**Text:**
((

According to The Hill, Pelosi has asked for a provision guaranteeing four weeks of paid family and medical leave to be added back into the Build Back Better Act with a hope that House and Senate lawmakers will be able to come to an agreement on the proposal and finalize a bill that can pass both the House and the Senate. “It had been my intention throughout this process to put on the House Floor and pass a bill that would pass the Senate in the same form,” she wrote. “Because I have been informed by a Senator of opposition to a few of the priorities contained in our bill and because we must have legislation agreed to by the House and the Senate in the final version of the Build Back Better Act that we will send to the President’s desk, we must strive to find common ground in the legislation.”

But Will Manchin Budge?

That remains to be seen. When asked about Pelosi’s decision to add the proposal back in, The Hill reported Manchin again expressed his opposition to the policy. “That’s a challenge and they know how I feel about it,” the outlet reported he told reporters.

The U.S. Lags Far Behind Most Countries When It Comes To Paid Leave

The United States is one of only seven countries in the world that does not guarantee paid leave to new parents. According to the University of California, Los Angeles’ World Policy Analysis Center, the Marshall Islands, the Federated States of Micronesia, Papua New Guinea, Nauru, Palau, and Tonga are the other countries that, like the United States, have failed to provide paid family leave.

But the United States’ lack of a federal paid leave program doesn’t appear to stem from a lack of voter support. In fact, the issue doesn’t even appear to be one that pits Democrats against Republicans. Earlier this year, a poll commissioned by the advocacy group Paid Leave for All Action found 84% of voters — including 74% of Republicans — supported paid leave programs.

What Do Parents Think?

Unsurprisingly, a large number of parents have expressed frustration and anger upon hearing Democrats dropped paid family and medical leave from the Build Back Better Act. “It’s embarrassing and just plain wrong that the U.S. doesn’t have paid parental leave,” John Legend tweeted late Wednesday. “This needs to happen and needs to be in the Build Back Better Bill.”

Many directed their anger at Manchin. “Everyone please bring your newborn babies to @Sen_JoeManchin’s house,” one parenting blogger tweeted. “He has volunteered to babysit them for the first four weeks of their lives.”

Others, like Simona Grace, a single mother who founded the Democratic PAC Moms In Office, have accused lawmakers of leaving parents, and especially women, behind by cutting paid leave. “In 1971 it was Nixon who vetoed the childcare bill,” Grace tweeted. “In 1992 it was George H. W. Bush who vetoed the family medical leave act twice. In 2021 it is Joe Manchin who opposed a national paid family leave program in the Build Back Better Bill. Leaving women behind. Again.”

Some parents have even shared their own personal stories of postpartum recovery in an effort to drive home just how vital and life-changing paid leave would be. In a series of tweets, mom of three Liuba Grechen Shirley recounted how, at two weeks postpartum, she spiked a 105-degree fever and nearly fell unconscious while home alone caring for her children. “I was alone bc Chris was out of paid leave & had gone back to work,” Shirley wrote, adding doctors discovered she had retained a piece of placenta, which caused a serious infection. Shirley said she was hospitalized for a week and required IV antibiotics for another week after that.

“So at 4wks postpartum, I was sick as a dog, with an IV in, nursing two babies,” she wrote. “I was in no shape to put on some pants, hand over my infant to strangers, and head into the office... Childbirth is no joke. Recovery is no joke. Paid leave is not a vacation. We are sending women bleeding, swollen, in stitches, in agony back to offices across this country.”

))

**Task set:**
(a) Transcribe the part of the paid leave article starting with "That remains to" and going on through "he told reporters.".
(b) In the paid leave article, recast the paragraph beginning "The United States is one of only seven countries" as a short list that keeps its main facts.
(c) Answer these from the paid leave article:
(i) How many weeks of paid family and medical leave did Pelosi ask to add back into the Build Back Better Act?
(ii) In the poll commissioned by Paid Leave for All Action, what percentage of Republicans supported paid leave programs?
(iii) How long was Liuba Grechen Shirley hospitalized?

**Extracted entries:**
((

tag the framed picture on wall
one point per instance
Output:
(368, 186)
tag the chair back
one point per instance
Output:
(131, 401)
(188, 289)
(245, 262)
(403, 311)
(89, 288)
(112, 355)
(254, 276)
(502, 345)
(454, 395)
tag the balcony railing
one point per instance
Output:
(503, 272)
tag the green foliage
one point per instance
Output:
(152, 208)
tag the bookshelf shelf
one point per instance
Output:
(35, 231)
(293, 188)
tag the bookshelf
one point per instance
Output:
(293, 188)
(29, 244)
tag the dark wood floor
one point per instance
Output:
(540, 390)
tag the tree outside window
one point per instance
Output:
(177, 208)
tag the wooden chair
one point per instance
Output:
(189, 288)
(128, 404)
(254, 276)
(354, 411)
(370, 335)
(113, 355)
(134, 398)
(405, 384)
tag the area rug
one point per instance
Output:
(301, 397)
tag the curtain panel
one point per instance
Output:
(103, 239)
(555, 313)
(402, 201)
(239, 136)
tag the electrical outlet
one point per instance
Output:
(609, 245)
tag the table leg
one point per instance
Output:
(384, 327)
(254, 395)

))
((

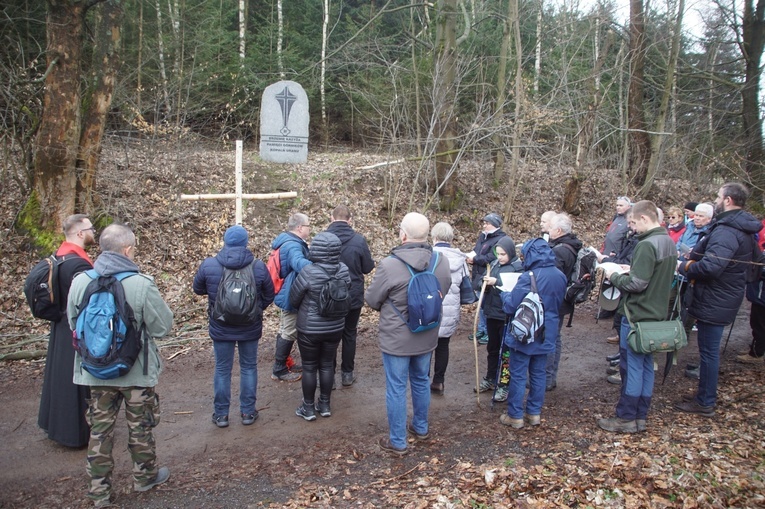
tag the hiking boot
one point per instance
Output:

))

**Outputs in order:**
(a)
That remains to be seen. When asked about Pelosi’s decision to add the proposal back in, The Hill reported Manchin again expressed his opposition to the policy. “That’s a challenge and they know how I feel about it,” the outlet reported he told reporters.

(b)
- The United States is one of only seven countries that do not guarantee paid leave to new parents.
- Source: UCLA's World Policy Analysis Center.
- The other six: the Marshall Islands, the Federated States of Micronesia, Papua New Guinea, Nauru, Palau, and Tonga.

(c)
(i) Four weeks.
(ii) 74%.
(iii) A week.